# Start of RECORDS TO USE

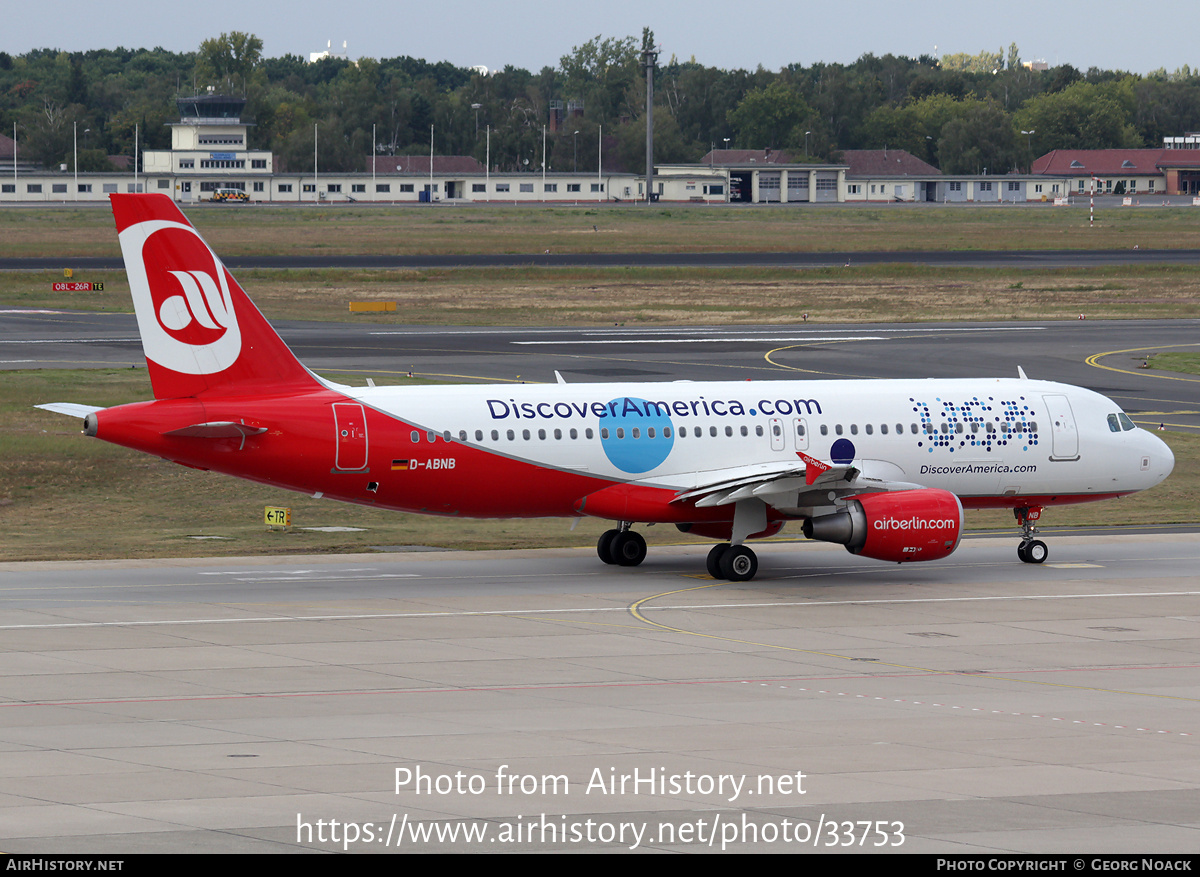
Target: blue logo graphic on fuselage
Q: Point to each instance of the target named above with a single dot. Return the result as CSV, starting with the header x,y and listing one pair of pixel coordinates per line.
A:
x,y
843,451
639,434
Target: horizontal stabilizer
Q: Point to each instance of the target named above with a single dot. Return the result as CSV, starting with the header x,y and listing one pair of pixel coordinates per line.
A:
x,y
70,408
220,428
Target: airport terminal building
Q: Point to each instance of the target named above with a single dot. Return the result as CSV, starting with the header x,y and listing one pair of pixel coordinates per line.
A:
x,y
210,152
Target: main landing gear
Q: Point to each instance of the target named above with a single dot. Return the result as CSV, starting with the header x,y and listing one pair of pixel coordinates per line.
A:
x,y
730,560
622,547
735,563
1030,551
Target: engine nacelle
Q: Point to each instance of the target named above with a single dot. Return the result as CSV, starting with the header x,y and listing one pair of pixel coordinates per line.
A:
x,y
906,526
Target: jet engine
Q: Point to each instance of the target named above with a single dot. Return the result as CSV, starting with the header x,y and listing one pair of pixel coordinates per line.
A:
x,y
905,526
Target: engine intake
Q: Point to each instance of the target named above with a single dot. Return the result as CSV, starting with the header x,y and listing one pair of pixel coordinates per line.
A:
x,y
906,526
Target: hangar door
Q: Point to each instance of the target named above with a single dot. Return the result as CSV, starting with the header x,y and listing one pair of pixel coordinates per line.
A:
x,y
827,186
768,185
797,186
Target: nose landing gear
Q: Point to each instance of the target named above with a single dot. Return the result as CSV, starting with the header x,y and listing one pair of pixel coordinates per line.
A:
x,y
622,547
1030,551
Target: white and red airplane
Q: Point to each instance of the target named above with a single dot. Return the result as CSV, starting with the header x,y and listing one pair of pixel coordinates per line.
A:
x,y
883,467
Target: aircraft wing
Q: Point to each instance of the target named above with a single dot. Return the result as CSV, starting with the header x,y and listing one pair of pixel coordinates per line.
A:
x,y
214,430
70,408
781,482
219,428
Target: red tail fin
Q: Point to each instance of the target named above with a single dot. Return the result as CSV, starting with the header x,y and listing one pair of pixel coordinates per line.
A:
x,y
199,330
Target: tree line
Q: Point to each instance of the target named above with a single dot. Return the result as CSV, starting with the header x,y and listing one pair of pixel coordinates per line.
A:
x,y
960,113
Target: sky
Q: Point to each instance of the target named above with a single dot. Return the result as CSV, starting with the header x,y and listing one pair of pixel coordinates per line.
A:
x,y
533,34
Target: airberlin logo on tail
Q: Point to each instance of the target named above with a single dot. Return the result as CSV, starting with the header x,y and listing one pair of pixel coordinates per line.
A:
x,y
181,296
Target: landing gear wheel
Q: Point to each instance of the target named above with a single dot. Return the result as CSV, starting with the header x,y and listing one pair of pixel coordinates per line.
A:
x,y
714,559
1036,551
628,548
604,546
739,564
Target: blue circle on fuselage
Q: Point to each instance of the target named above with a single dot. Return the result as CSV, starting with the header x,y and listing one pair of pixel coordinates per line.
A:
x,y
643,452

# End of RECORDS TO USE
# Start of RECORDS TO USE

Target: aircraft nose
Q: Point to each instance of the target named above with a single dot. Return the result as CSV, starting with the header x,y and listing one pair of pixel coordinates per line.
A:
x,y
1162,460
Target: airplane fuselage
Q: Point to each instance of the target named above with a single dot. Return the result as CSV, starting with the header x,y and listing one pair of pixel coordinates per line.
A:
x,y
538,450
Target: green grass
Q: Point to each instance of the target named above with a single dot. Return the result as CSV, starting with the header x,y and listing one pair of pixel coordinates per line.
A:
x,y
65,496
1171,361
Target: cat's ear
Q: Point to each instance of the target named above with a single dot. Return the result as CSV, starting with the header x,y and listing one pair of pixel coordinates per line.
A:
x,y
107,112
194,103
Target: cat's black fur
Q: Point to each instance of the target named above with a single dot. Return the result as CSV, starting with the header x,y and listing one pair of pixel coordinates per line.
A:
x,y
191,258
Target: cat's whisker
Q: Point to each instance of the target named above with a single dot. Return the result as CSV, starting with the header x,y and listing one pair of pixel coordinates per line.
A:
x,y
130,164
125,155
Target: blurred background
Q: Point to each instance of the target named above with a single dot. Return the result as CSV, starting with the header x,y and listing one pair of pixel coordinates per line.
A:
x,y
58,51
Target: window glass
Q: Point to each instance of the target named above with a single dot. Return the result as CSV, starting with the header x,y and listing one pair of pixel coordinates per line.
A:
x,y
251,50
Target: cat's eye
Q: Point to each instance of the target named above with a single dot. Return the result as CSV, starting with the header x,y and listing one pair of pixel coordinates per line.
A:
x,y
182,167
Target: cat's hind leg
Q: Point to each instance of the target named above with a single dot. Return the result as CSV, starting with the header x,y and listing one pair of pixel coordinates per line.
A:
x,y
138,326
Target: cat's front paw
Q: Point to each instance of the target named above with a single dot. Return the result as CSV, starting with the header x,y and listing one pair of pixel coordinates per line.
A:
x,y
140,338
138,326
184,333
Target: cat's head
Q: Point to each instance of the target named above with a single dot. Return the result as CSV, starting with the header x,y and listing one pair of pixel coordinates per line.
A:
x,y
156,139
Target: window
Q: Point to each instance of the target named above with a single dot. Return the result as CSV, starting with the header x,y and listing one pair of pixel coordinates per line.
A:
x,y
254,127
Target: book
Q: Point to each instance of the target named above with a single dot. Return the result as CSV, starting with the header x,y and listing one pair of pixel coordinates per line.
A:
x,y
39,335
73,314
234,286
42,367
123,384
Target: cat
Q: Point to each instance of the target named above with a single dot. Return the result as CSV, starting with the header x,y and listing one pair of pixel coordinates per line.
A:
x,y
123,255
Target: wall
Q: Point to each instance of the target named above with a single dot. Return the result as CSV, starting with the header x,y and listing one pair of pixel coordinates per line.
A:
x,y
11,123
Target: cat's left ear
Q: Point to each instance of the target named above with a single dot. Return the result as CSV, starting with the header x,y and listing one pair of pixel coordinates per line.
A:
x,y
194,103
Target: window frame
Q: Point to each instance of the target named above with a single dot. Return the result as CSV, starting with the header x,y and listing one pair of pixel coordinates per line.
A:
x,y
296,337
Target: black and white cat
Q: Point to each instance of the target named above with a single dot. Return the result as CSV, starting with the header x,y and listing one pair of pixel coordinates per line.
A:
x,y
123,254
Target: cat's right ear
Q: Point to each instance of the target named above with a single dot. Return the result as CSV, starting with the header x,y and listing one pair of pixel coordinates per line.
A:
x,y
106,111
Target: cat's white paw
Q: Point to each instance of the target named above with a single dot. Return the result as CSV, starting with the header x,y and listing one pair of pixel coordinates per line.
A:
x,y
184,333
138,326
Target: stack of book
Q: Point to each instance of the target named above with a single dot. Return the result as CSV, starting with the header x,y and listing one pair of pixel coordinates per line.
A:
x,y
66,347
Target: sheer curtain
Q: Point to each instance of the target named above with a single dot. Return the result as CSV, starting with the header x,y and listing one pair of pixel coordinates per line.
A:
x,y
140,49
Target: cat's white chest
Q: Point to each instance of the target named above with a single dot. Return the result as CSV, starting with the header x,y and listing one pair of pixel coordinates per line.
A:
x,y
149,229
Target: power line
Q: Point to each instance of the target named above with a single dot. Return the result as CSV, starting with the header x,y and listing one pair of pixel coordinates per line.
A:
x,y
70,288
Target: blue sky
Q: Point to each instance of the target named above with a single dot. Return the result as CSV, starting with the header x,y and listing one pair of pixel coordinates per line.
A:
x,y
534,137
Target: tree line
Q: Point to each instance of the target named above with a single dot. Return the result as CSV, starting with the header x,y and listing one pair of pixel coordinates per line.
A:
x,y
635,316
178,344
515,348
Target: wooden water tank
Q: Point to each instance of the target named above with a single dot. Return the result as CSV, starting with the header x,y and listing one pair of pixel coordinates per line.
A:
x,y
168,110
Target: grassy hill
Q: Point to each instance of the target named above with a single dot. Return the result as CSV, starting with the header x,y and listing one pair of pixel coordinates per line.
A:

# End of RECORDS TO USE

### EXERCISE
Select every line of the entries above that contains the word "gear", and copy each one out in full. Matching is case-sensitive.

### SOLUTION TO THIS PROBLEM
Target: main landing gear
Target: nose landing gear
Target: landing gear wheel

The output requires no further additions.